═══ Source passage
# Minn kota terrova issues



## Andrew24 (Oct 1, 2015)

Minn kota terrova 55 I pilot will turn left but when I turn right it stops the motor from moving very frustrating when you can only turn left wonder if remote is bad or has anyone experienced this or is there a setting in there thanks


----------



## TopRaider15 (Mar 10, 2015)

Do you have a foot pedal, that's the easiest way to troubleshoot if its the remote. 

if it doesn't work with pedal then you know its the engine


----------



## Andrew24 (Oct 1, 2015)

No foot pedal I might be able to get one


----------



## EnonEye (Apr 13, 2011)

google MinnKota - go to Support - go to FAQ... worth a try... also sure you got good batteries in the remote? cord not wrapped up right?


----------



## Dovans (Nov 15, 2011)

Sounds like maybe the Trolling motor came from a NASCAR Fan...,


----------



## Andrew24 (Oct 1, 2015)

Battery on remote was half way


----------



## TopRaider15 (Mar 10, 2015)

Andrew24 said:


> Battery on remote was half way


Check all of your connections. 

Make sure that the shaft of the trolling motor is also all the way seated in the steering groove.
══════
═══ Record set
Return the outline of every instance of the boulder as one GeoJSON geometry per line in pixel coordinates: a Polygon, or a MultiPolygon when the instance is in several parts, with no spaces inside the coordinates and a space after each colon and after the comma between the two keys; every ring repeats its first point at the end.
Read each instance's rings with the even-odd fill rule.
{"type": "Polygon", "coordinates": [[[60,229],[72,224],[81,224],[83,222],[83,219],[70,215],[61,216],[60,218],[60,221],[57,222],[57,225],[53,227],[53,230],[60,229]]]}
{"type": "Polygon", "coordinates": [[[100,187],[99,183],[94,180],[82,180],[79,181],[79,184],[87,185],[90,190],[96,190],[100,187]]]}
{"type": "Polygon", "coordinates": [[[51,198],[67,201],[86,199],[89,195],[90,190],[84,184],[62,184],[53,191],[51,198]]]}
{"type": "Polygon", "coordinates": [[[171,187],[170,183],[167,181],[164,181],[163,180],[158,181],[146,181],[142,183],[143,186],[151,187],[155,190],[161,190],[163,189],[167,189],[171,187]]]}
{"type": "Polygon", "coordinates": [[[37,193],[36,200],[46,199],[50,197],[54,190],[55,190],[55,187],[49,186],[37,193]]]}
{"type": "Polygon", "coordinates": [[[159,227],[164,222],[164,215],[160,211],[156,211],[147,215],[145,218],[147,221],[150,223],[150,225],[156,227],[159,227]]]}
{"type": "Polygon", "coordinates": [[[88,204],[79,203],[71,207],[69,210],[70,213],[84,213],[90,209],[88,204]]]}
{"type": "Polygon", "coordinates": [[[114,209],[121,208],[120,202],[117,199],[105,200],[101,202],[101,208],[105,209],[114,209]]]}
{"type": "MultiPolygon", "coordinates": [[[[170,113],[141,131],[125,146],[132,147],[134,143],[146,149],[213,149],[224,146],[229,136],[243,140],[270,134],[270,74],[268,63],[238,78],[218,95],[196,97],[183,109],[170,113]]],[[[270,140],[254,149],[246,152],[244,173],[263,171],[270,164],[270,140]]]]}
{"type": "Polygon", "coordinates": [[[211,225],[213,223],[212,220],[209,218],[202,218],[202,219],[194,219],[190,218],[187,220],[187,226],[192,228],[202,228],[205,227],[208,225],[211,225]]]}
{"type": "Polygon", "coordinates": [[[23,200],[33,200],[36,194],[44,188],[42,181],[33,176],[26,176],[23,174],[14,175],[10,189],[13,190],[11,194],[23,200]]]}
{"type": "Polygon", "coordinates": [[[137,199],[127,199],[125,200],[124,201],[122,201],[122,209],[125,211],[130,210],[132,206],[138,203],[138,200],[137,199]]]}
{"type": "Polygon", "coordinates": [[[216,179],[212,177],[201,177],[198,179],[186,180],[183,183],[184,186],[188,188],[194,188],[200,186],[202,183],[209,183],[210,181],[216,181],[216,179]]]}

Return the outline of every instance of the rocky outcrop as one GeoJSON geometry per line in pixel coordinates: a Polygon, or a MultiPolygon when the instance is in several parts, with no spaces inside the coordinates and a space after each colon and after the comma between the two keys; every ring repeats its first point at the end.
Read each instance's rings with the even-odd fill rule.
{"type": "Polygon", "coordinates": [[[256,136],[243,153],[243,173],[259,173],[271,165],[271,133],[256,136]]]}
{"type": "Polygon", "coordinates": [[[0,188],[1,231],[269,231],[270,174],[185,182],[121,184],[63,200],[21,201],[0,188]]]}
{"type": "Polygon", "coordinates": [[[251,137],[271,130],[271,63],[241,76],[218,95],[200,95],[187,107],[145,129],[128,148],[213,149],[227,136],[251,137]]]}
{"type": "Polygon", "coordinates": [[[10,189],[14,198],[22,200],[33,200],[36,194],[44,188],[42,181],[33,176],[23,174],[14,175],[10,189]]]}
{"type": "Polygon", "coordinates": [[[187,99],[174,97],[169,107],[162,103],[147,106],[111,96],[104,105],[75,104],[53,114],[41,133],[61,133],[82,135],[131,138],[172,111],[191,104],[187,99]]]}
══════
# Problem set
1: In the Minn Kota Terrova thread, what does TopRaider15 call the easiest way to tell whether the remote is the problem?
2: Continue the Minn Kota Terrova forum thread from its last post.

# Written answers
1: Using a foot pedal.

2:
----------



## ohiojmj (Apr 16, 2004)

I had trouble with remote battery contacts. I had to gently pry the thin metal strip up under the battery it made better contact and stopped randomly misbehaving, of course only after trying a few new batteries.


----------



## EnonEye (Apr 13, 2011)

winterize all electronics - take em out (batteries) and replace every spring (cheap insurance) or... keep a spare set with you at all times... when a fishing trip and water is involved I like to do both


----------



## undertaker (Jan 20, 2013)

Dont know where abouts your located but there is a minn Kota service guy in Norwalk, OH that has done work for me an is very helpful.


----------



## TopRaider15 (Mar 10, 2015)

any resolution?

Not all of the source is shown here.